**Task details**
Omit the pictures from the entries below and retype everything else exactly.

**Material provided**

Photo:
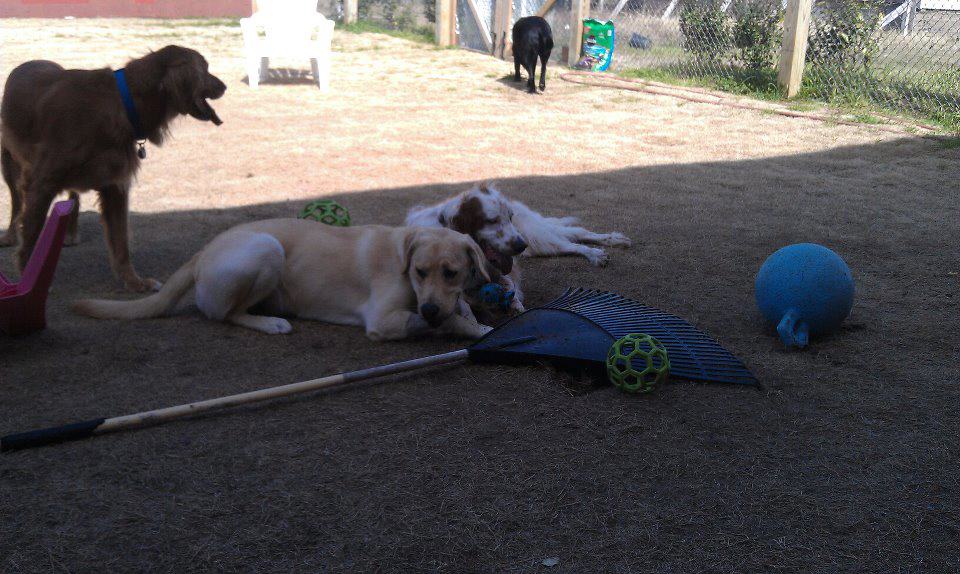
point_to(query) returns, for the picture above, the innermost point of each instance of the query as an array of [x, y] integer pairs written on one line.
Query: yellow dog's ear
[[477, 257], [409, 246]]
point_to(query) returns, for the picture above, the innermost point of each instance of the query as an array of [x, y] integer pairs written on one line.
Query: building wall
[[124, 8]]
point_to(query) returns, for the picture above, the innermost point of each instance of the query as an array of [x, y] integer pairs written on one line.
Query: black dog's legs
[[531, 67], [543, 70]]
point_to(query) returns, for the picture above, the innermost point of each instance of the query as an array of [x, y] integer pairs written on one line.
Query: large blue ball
[[809, 279]]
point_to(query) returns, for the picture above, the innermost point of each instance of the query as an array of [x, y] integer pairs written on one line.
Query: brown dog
[[71, 130]]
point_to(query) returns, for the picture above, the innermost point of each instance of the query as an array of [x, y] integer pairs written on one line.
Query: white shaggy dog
[[496, 222]]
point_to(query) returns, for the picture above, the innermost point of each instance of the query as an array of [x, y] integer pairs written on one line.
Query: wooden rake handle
[[81, 430]]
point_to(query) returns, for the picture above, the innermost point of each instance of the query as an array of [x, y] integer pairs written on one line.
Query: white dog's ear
[[478, 258], [409, 246]]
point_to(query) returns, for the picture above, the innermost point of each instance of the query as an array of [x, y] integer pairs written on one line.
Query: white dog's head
[[442, 264], [485, 214]]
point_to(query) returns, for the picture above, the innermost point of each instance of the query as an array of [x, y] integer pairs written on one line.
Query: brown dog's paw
[[138, 285]]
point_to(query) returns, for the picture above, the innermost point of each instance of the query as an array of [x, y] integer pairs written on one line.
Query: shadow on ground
[[845, 461]]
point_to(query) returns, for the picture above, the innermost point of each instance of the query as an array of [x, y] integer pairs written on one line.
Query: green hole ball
[[326, 211], [636, 363]]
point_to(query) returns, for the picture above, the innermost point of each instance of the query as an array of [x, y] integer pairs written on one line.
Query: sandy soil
[[844, 462]]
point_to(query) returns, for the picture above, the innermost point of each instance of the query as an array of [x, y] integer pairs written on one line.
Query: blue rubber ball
[[804, 289]]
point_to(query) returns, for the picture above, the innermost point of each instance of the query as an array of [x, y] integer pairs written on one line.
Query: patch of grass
[[420, 35], [802, 105], [866, 118], [952, 142], [198, 22], [761, 85], [871, 96]]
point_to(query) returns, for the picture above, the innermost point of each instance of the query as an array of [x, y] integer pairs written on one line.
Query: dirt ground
[[845, 461]]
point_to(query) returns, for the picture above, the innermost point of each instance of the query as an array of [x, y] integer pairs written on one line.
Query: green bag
[[597, 47]]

**Answer for the task**
Photo:
point_to(query) returns, for the picture above, the innermost point of each instance of the query as an array of [x, y] integer pairs written on one line.
Query: yellow dog's ear
[[477, 257], [409, 246]]
point_to(query) returns, for the picture above, the innermost point of each instance of the query as an array of [x, y] integer pairs written on one line.
Query: building wall
[[124, 8]]
point_to(query) returns, for the picture above, the innermost point of each instance of the query as an array of [x, y] integer pairs written on one line.
Query: black dog's legs
[[531, 67], [543, 70]]
point_to(query) returns, for the picture above, the innermost point of each instance of the query as an array of [x, y] integer pairs written on one line.
Query: large blue ball
[[809, 279]]
point_to(query) returns, for the picture above, the innermost point of each instance of the query as an array of [x, y] integer pairs written on one line.
Query: brown dog
[[71, 130]]
point_to(query) returns, for the picture above, the innermost point of each instance of the query as an array of [x, y] integer pairs written on one line.
Query: white shaggy dog
[[496, 222]]
point_to(query) returns, for the picture above, the innermost point of each instance of the query as an array of [x, y] integer pairs written on one line.
Query: wooden rake handle
[[81, 430]]
point_to(query) returns, for the picture above, the innermost point of each instance of the query as an array of [x, y] integer pairs written on one line.
Query: white dog's ear
[[478, 258], [409, 246]]
point_to(query) returns, for the picture above, the innermost point of each instance of the query as an array of [x, y] integer pairs written on one line.
Query: white dog's head
[[442, 264], [485, 214]]
point_to(query) returns, for the picture above, the innermost point of each instance of the query as an array of [x, y] integer pairs written on one line.
Query: brown dog's paw
[[138, 285]]
point_to(query) returns, for the picture above, the innermost point of each instance of the query as an array of [x, y] integer pairs written on one line.
Query: shadow on ground
[[845, 461]]
point_to(query) returns, for the picture above, the innermost point of each instance of the query as an array of [x, y] integer pairs written on one line.
Query: green hole ball
[[326, 211], [636, 363]]
point_to(query) returns, for the picture above, the innermost point of each instance of the query as an array of [x, y] integer pairs written on one line.
Query: sandy soil
[[844, 462]]
point_to(query) returns, for the picture above, the innermost point of each instance of the query as an array of [x, y] integer pairs written on one line.
Query: blue rubber ball
[[804, 289]]
point_to(query) returns, for the picture above, the innermost point of each instance of the query as an array of [x, y] integer pairs written on one line.
Query: patch of grass
[[420, 35], [802, 105], [866, 118], [952, 142], [198, 22], [761, 85], [871, 96]]
point_to(query) returns, for the picture above, the innermost point of each instance of the query as an array of [x, y] integer pairs written on one line.
Query: dirt ground
[[845, 461]]
point_to(query) returns, for the picture above, the innermost point of each instance of the query as an array of [x, y] integer pairs written on one line.
Query: green bag
[[597, 47]]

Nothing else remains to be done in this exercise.